> FRAGMENTO DEL TEXTO:
La sección Materia de este diario citaba el pasado mes de febrero dos estudios —uno de las universidades de Princeton y Texas; otro de la Universidad de Ámsterdam y de Dublín— que, tras analizar una gran cantidad de discursos e intervenciones, concluyen que en Occidente la comunicación política pierde complejidad y profundidad analítica.
En una entrevista concedida esta semana a este periódico, la futura presidenta de la Comisión Europea, Ursula von der Leyen lamentaba en varios pasajes esta banalización. “Las respuestas simples no nos llevan a ningún sitio”; “tenemos muchos eslóganes en el debate europeo que inmediatamente impiden cualquier posibilidad real de diálogo”, afirmaba.
La excesiva simplificación borra los matices; sin matices crece la polarización; la polarización es caldo de cultivo de la animosidad; la animosidad es madre y padre de la violencia. Conviene no perder de vista esta correa de transmisión y quién es responsable de activarla.

> DATOS PROPORCIONADOS:
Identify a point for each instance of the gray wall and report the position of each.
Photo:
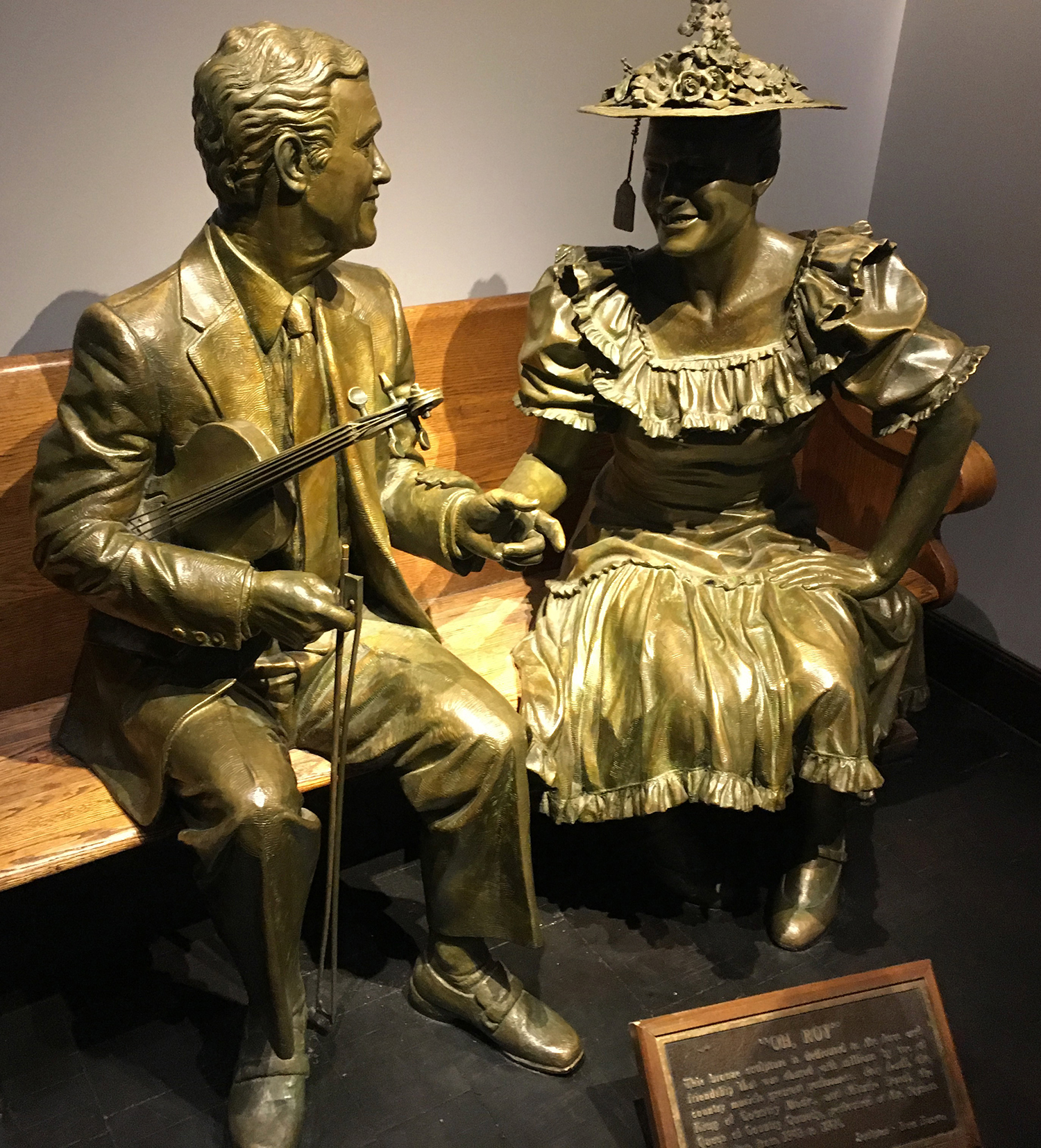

> INSTRUCCIONES:
a - Reescribe en forma de lista el párrafo del texto sobre la comunicación política que empieza con "En una entrevista concedida esta semana", conservando sus datos principales.
b - Según el texto sobre la comunicación política, ¿qué universidades realizaron el segundo de los dos estudios citados?
c - Redacta lo que sigue al texto sobre la comunicación política, empezando después de su última oración.
Los datos no guardan relación alguna con el fragmento sobre la comunicación política.

> RESPUESTAS DEL EJERCICIO:
a -
- Ursula von der Leyen, futura presidenta de la Comisión Europea, concedió esta semana una entrevista a este periódico.
- En ella lamentó en varios pasajes la banalización de la comunicación política.
- Afirmó que las respuestas simples no llevan a ningún sitio.
- Señaló que en el debate europeo hay muchos eslóganes que impiden de inmediato cualquier posibilidad real de diálogo.

b - La Universidad de Ámsterdam y la de Dublín.

c -
El mundo es crecientemente complejo. Las interconexiones espoleadas por la globalización y el descomunal avance tecnológico crean una realidad de una complejidad nunca vista antes. Cabe sospechar que las soluciones se hallan en el conocimiento más que en el sentimiento; en la interlocución más que la confrontación; en las herramientas de precisión más que en el hacha.
Y sin embargo proliferan los profetas de las respuestas sencillas, los gurúes del hacha. “Necesitan un enemigo al día”, escribe Papi en su novela. ¿Les suena? No se fijen solo en Trump, miren en sus sociedades, hay muchos políticos que razonan así. Un día los enemigos son los extranjeros con diferente religión u color de piel; otro, serán una casta de privilegiados que ha leído mucho y pretende dar lecciones. Otro, quizá, el grupo al que pertenece usted". (Andrea Rizzi, La hoguera de la complejidad en El País).